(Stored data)

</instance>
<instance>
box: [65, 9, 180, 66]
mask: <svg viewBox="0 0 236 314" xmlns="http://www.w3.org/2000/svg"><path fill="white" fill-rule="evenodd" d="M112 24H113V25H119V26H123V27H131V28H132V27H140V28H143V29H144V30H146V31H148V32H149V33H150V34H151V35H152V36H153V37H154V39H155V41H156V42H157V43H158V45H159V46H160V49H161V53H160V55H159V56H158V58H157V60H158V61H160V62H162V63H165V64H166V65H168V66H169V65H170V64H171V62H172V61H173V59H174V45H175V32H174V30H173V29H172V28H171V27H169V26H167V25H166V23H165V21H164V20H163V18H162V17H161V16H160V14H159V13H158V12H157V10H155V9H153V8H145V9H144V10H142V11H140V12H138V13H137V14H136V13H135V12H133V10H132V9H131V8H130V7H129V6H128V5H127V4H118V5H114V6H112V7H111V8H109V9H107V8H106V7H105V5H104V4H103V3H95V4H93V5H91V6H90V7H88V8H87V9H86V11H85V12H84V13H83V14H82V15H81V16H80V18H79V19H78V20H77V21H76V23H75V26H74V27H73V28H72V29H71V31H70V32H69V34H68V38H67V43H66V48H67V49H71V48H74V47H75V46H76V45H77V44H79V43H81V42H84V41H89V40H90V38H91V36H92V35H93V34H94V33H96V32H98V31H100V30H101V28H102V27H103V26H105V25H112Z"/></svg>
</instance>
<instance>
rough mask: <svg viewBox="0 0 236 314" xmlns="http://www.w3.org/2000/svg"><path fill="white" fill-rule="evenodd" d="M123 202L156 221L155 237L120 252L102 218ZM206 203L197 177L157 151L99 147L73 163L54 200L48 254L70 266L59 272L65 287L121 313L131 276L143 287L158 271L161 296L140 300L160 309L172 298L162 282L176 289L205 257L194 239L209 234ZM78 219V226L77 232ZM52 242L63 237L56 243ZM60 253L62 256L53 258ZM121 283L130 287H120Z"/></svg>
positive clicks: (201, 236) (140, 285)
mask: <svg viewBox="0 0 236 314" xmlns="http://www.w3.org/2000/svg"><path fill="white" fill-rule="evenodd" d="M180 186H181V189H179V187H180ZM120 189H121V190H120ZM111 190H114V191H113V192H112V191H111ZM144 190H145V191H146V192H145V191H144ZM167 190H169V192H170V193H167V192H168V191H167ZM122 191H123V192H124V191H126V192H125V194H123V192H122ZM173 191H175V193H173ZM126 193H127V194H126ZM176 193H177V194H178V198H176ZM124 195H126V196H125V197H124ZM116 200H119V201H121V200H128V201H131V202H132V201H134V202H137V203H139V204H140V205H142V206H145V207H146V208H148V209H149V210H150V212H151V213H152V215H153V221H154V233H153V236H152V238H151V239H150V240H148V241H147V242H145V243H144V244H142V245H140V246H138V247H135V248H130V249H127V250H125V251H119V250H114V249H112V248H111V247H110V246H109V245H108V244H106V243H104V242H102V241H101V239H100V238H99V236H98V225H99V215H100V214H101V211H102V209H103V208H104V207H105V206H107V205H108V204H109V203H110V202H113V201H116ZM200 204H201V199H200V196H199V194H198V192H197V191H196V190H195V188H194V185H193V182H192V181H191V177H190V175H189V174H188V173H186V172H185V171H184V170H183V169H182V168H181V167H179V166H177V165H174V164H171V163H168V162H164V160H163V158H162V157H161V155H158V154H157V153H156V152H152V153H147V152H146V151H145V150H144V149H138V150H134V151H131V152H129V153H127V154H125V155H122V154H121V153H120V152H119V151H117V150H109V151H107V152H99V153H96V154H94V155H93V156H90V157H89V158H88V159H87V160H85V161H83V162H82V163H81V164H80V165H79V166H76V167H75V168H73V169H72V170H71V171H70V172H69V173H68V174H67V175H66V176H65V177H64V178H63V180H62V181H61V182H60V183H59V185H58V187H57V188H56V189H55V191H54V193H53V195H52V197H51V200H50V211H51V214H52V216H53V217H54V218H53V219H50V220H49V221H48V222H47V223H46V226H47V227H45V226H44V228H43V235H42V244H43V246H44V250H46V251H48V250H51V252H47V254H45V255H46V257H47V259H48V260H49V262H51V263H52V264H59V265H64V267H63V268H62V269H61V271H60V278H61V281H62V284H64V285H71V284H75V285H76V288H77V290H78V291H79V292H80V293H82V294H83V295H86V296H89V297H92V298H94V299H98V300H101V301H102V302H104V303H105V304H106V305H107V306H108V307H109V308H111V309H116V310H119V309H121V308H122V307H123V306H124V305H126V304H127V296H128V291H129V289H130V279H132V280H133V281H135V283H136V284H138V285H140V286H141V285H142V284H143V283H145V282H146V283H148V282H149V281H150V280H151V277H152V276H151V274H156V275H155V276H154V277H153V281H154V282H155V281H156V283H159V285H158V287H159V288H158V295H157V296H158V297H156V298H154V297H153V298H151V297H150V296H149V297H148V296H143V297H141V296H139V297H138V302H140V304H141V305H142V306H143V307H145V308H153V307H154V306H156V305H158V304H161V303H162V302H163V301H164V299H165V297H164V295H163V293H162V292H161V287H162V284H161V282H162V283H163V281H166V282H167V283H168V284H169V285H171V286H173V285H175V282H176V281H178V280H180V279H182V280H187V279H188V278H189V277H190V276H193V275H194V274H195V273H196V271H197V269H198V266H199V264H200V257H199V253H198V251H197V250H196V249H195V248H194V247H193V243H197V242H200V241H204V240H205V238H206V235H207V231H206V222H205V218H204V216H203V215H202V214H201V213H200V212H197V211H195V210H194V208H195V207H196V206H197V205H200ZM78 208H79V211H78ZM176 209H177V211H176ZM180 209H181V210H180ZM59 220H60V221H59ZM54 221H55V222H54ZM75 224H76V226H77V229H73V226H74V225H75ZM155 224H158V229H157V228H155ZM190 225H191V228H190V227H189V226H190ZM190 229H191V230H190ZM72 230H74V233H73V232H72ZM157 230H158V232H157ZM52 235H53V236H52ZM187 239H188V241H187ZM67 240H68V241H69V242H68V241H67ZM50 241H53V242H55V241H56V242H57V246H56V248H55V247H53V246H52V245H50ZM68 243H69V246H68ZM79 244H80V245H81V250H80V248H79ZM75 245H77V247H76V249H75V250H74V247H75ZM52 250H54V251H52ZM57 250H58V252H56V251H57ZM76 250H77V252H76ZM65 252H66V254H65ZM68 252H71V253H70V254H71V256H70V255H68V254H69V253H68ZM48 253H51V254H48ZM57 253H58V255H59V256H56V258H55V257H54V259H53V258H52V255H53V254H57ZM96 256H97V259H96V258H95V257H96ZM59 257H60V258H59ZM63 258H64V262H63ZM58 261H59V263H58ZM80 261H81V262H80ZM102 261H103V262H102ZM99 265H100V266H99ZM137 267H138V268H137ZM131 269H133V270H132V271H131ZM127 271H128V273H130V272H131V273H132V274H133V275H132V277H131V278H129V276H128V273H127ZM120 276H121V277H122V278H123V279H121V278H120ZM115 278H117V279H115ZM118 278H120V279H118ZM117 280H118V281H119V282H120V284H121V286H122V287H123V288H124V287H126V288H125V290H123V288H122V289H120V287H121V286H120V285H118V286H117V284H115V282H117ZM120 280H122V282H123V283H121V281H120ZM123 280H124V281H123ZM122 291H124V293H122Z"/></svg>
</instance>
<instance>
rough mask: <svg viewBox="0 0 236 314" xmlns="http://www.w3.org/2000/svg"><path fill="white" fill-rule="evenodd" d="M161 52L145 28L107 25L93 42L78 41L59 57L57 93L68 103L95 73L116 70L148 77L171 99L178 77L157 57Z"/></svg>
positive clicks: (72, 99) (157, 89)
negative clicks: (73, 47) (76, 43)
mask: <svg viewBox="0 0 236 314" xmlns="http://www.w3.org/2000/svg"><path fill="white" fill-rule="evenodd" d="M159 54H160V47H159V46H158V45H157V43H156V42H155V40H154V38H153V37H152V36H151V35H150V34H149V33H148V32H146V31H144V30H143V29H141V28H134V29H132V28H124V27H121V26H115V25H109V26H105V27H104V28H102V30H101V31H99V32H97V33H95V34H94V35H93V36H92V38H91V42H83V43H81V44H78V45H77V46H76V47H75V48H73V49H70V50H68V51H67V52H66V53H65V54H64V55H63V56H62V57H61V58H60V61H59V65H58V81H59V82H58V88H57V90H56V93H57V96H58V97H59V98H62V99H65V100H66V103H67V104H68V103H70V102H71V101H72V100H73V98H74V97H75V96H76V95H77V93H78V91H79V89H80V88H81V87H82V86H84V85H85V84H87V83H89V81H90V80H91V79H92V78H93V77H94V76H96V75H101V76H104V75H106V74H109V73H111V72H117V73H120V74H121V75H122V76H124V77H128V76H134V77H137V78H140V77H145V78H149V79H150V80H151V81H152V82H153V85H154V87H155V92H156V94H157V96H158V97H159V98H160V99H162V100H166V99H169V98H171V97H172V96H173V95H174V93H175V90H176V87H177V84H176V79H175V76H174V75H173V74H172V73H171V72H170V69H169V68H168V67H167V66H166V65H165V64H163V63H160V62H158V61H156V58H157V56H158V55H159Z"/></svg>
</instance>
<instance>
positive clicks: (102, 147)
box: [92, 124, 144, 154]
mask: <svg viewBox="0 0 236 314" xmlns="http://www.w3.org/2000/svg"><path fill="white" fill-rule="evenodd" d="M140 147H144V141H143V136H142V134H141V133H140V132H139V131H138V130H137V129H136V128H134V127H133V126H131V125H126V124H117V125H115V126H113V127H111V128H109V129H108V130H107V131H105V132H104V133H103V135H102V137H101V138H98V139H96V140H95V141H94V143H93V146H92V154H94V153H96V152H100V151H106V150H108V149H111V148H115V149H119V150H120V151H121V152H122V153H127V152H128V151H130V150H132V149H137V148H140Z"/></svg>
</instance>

> Your goal
Look over the records above and say how many lines hold the word "rough", giving the number alone.

> Answer to the problem
2